Bu nedenle Kanun-i Esasi’nin yeni biçimi bazı yazarlarca “1909
Anayasası” olarak da adlandırılmaktadır. 1909 değişiklikleri,
1876 Anayasası’nın ilk biçiminden farklı olarak, padişahın
tek taraflı iradesiyle değil, parlamentonun girişimi ve katılımıyla
gerçekleştirilmiştir. Artık Bu düzenlemelerle Osmanlı İmparatorluğu’nda
gerçek anlamda anayasal monarşinin benimsendiği söylenebilir. Söz
konusu değişikliklerle padişahın yetkileri önemli ölçüde sınırlanmıştır.
Sadrazamı ve onun seçtiği Heyet-i Vükela üyelerinin Padişah tarafından
atanmasına rağmen, Heyet-i Vükela bireysel ve toplu olarak Meclis-i
Mebusan’a karşı sorumlu tutulmuş; bir konuyu görüşmek için
Padişah’tan izin alma zorunluluğu kaldırılmıştır. Parlamento’nun
Padişah’ın daveti olmaksızın kendiliğinden toplanması ve Padişah’ın
iznine gerek olmadan yasa önerebilmesi mümkün hale getirilmiştir.

Alıntılanan kayıtlar:

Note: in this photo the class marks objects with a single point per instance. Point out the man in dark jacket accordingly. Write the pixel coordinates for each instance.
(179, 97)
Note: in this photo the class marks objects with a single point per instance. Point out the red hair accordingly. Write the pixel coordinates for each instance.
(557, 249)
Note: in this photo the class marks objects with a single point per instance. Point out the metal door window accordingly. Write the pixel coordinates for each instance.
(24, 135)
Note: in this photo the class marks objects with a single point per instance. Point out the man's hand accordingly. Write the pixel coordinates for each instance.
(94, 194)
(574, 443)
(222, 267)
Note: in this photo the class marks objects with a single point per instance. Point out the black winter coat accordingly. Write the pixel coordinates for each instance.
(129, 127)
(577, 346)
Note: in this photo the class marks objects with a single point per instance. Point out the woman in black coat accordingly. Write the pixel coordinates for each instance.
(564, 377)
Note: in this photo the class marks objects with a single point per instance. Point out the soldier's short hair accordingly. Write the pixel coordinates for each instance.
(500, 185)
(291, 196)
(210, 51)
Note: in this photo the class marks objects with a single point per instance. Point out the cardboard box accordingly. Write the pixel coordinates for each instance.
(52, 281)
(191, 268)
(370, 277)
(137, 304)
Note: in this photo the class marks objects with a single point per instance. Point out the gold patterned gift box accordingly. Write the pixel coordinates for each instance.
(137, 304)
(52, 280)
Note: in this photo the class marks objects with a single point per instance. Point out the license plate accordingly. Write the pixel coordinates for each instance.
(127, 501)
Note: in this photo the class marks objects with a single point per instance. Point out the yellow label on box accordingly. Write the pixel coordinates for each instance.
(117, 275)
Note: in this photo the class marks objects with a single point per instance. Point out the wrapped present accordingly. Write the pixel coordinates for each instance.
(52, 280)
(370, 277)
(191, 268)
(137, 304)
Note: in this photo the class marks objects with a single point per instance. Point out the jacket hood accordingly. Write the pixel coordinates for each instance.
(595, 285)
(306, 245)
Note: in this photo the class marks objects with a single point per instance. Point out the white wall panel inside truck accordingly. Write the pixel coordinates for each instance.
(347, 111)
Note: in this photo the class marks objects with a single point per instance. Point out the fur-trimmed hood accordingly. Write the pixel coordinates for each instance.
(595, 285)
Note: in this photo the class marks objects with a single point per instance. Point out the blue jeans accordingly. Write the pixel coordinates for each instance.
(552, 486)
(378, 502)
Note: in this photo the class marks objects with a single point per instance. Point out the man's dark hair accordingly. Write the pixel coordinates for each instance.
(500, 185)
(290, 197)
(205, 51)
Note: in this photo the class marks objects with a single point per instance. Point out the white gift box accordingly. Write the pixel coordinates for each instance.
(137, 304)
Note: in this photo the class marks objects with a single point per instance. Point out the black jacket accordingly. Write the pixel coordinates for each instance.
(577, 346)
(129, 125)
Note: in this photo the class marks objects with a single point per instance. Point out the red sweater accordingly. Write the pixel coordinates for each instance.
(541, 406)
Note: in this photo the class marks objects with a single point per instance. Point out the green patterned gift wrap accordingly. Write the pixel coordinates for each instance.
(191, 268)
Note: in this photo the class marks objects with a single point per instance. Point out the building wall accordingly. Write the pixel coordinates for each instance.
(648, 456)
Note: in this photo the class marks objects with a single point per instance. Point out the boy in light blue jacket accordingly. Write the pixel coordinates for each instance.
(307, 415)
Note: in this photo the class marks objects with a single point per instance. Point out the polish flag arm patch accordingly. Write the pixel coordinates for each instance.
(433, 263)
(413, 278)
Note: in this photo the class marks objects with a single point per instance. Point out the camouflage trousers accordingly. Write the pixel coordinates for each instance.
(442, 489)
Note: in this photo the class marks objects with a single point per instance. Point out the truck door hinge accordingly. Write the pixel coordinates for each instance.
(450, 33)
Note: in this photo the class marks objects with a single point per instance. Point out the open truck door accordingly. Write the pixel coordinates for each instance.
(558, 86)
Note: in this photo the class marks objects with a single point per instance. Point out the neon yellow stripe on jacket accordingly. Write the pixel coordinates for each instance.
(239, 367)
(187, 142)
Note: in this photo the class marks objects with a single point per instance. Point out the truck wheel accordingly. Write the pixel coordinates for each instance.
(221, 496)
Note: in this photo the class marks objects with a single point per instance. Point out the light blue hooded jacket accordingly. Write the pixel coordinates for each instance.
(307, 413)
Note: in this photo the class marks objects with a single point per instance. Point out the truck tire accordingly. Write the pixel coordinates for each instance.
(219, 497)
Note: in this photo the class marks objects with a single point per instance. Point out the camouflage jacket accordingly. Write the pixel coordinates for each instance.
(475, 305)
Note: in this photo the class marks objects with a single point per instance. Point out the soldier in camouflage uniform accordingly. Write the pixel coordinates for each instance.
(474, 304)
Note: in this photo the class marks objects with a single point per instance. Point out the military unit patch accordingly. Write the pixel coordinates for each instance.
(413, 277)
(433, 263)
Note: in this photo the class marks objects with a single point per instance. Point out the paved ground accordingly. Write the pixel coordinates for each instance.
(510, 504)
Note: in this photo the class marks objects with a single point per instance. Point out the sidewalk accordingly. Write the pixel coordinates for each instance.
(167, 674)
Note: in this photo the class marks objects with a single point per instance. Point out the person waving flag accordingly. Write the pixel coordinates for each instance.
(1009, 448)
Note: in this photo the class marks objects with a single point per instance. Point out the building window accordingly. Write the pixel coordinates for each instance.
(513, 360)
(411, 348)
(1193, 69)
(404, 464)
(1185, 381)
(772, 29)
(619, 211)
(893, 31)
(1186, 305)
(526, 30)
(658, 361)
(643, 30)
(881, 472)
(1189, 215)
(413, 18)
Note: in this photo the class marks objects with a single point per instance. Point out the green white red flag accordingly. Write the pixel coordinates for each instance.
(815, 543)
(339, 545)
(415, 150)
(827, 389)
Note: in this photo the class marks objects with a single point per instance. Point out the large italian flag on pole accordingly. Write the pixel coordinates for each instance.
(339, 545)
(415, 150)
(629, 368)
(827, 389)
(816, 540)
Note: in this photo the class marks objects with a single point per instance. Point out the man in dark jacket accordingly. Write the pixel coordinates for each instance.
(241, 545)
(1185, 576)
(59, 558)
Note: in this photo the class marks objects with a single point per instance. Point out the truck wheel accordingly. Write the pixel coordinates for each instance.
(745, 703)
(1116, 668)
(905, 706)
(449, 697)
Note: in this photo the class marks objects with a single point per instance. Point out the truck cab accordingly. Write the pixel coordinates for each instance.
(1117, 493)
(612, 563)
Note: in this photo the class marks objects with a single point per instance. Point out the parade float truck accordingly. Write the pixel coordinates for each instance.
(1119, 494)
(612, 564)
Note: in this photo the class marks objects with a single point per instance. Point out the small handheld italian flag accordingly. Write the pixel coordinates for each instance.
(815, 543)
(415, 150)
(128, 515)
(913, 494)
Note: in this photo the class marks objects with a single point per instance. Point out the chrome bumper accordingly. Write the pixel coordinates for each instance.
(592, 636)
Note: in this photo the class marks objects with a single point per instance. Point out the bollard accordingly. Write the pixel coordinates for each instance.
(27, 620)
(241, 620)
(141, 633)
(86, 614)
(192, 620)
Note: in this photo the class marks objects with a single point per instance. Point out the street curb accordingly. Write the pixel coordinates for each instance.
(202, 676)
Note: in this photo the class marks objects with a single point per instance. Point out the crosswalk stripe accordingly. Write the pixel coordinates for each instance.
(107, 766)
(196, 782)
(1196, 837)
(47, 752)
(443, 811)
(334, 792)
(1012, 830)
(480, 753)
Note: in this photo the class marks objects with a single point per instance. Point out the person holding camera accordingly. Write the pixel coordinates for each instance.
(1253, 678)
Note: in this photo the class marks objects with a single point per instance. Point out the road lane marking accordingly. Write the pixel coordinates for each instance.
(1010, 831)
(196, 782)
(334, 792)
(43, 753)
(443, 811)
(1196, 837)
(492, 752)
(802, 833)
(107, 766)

Görev yönergeleri:
[A] 1909 anayasa değişiklikleriyle ilgili metne göre Heyet-i Vükela kime karşı sorumlu tutulmuştur?
[B] 1909 anayasa değişikliklerini anlatan metni son cümlesinden sonra sürdürün.
Kayıtların bu işle hiçbir ilgisi yoktur.

Sıralı sonuçlar:
[A] Heyet-i Vükela, bireysel ve toplu olarak Meclis-i Mebusan'a karşı sorumlu tutulmuştur.

[B]
Padişah’ın “mutlak veto” yetkisi “geciktirici veto”ya dönüştürülmüştür.
1909 değişiklikleri, Parlamento’nun siyasal sistemde ağırlık
kazanmasını sağlamanın yanı sıra, toplantı ve dernek haklarının
tanınması, basına sansür yasağının konması gibi hak ve özgürlükler
alanını genişletici düzenlemelere de yer vermiştir. Padişah’a
sürgün yetkisi veren hükmün metinden çıkarılması da, hak ve
özgürlüklerin serbestçe kullanılmasını sağlamak açısından
önemli bir adım olmuştur.
1921 Teşkilat-ı
Esasiye Kanunu: Bu Anayasa 24 maddeden oluşan çerçeve bir
anayasadır. “Egemenliğin kayıtsız şartsız millete ait olduğu”
ilkesi ilk kez bu anayasada ifade edilmiştir. Bu hüküm, iktidarın
kaynağında köklü bir dönüşümü göstermesi açısından önemlidir.
Anayasa, millete ait olan bu egemenliğin tek ve gerçek temsilcisi
olarak Büyük Millet Meclisini göstermektedir. Meclis seçimlerinin
iki yılda bir yapılması ve meclisin kendiliğinden her yıl Kasım
başında toplanması öngörülmüştür. Bu Anayasa, yasama ve yürütme
yetkilerinin Parlamento’da toplanmasını öngören “meclis hükümeti”
sistemini benimsemiştir. Buna göre, Meclis kendi içinden bir başkan
seçecektir. Yürütme görevi de, Meclis’in kendi üyeleri arasından
seçtiği İcra Vekilleri Heyeti tarafından yerine getirilecektir.
İcra vekilleri kendi aralarından bir başkan seçmekle birlikte, Meclis
başkanı İcra Vekilleri Heyeti’nin de doğal başkanı olarak tanımlanmıştır.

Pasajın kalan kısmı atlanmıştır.